## DATA RECORDS
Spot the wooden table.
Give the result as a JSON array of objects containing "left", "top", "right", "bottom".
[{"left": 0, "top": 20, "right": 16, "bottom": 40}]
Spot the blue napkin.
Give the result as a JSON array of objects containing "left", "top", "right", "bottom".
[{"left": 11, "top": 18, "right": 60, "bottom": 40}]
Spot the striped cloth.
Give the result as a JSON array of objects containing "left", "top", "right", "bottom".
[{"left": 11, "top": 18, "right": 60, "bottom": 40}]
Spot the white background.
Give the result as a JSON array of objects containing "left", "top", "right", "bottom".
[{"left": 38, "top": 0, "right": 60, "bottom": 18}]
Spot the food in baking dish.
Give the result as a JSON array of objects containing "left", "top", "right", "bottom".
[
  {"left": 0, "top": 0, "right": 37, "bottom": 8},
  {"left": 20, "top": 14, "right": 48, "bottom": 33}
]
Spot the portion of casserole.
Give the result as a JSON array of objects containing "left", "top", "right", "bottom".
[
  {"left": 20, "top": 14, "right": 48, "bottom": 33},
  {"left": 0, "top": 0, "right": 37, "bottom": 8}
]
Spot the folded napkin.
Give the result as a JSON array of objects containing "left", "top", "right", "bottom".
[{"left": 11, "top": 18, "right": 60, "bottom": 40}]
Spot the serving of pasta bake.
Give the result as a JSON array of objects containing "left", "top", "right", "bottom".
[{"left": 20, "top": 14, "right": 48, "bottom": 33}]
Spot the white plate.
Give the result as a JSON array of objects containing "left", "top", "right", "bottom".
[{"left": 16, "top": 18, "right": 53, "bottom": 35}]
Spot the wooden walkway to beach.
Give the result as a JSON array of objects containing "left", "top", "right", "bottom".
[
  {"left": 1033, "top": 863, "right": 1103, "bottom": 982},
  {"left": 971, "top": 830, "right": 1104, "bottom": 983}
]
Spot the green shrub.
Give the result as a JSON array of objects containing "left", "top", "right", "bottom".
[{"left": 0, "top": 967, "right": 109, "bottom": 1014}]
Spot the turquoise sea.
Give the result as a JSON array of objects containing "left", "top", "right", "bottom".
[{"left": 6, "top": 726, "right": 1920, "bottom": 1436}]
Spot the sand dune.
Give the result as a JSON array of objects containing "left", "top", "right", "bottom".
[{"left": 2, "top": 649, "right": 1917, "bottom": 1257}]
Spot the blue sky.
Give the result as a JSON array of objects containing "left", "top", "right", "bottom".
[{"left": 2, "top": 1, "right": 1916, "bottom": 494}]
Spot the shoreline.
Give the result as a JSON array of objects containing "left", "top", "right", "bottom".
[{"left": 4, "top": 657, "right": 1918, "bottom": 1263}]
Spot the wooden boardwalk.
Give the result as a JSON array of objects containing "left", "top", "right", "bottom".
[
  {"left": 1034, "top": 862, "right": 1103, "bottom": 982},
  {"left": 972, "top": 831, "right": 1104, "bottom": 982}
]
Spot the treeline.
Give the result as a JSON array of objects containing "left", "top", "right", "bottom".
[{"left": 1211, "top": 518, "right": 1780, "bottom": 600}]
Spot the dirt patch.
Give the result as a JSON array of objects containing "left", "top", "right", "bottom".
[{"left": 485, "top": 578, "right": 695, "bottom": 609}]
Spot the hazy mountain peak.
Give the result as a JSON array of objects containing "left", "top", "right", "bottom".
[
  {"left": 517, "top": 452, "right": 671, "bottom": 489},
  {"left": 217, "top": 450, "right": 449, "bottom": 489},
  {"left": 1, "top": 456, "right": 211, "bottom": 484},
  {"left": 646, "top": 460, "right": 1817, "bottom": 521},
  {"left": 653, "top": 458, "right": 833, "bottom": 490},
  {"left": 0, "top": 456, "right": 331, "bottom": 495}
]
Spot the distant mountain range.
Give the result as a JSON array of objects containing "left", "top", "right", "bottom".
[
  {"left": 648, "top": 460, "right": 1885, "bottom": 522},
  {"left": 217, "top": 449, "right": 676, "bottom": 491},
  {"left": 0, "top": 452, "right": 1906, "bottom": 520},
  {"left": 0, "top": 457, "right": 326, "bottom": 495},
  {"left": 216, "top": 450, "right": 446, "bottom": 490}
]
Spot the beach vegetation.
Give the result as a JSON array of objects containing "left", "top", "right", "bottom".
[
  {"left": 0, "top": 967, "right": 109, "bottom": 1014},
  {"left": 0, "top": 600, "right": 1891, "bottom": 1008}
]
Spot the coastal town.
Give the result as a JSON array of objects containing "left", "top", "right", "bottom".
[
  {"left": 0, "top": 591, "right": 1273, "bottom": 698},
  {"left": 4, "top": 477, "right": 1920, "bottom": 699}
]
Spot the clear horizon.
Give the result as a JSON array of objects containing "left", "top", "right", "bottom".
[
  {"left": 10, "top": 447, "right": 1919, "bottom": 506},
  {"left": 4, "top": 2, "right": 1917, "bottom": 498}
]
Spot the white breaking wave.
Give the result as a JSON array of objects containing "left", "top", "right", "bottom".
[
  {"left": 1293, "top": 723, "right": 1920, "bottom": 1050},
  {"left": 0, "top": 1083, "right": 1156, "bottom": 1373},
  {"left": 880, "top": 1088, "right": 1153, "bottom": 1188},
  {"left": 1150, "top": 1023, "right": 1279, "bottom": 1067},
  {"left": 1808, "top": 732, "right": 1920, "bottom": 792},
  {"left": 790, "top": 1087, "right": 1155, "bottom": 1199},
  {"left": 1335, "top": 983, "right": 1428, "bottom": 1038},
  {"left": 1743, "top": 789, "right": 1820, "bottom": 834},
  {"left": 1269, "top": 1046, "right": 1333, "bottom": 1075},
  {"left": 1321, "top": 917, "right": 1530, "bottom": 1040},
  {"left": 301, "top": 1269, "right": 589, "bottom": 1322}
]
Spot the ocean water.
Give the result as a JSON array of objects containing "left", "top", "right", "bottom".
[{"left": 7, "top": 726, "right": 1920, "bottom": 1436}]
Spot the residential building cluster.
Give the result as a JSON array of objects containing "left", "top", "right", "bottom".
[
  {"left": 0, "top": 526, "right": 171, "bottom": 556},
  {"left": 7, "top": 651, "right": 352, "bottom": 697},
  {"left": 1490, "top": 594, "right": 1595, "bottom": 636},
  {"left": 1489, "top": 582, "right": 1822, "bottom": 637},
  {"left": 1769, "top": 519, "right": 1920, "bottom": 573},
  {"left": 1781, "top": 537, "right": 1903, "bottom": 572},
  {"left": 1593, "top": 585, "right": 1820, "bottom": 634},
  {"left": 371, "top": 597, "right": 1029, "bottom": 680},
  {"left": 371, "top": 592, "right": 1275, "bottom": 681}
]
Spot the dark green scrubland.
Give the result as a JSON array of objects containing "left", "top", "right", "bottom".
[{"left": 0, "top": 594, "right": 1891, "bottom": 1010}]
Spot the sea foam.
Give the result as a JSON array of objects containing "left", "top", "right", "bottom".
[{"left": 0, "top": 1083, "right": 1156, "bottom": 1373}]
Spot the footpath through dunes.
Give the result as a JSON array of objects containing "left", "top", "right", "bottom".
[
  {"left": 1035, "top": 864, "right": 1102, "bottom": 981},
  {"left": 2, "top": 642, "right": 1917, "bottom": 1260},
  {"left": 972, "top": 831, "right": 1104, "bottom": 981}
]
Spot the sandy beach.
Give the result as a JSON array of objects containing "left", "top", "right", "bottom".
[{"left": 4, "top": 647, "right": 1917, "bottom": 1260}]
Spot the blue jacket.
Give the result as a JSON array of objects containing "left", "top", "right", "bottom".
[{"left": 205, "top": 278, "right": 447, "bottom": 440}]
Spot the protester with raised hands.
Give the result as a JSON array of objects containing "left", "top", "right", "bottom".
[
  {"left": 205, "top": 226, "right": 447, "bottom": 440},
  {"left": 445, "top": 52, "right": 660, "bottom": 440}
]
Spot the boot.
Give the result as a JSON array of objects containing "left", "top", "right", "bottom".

## EXERCISE DETAILS
Reprint exactly the lines above that start at the one with "Spot the sand dune." and end at the one with "Spot the dirt patch.", keeping both and adding none.

## RESULT FOR THIS TASK
Spot the sand dune.
Give the result as a JSON array of objects containing "left", "top", "right", "bottom".
[{"left": 2, "top": 649, "right": 1917, "bottom": 1257}]
Spot the blue sky.
Give the result as a JSON array of objects containing "left", "top", "right", "bottom".
[{"left": 2, "top": 1, "right": 1916, "bottom": 494}]
Spot the shoreline.
Give the result as a JSON array of objects containing "left", "top", "right", "bottom".
[{"left": 4, "top": 657, "right": 1918, "bottom": 1263}]
Spot the wooden boardwalk.
Give the result as a JSON array of objects containing "left", "top", "right", "bottom".
[
  {"left": 1034, "top": 862, "right": 1103, "bottom": 982},
  {"left": 972, "top": 831, "right": 1104, "bottom": 982}
]
Spot the treeline.
Give the result as a JSON array of objects containing "left", "top", "right", "bottom".
[{"left": 1211, "top": 518, "right": 1780, "bottom": 600}]
Spot the dirt patch.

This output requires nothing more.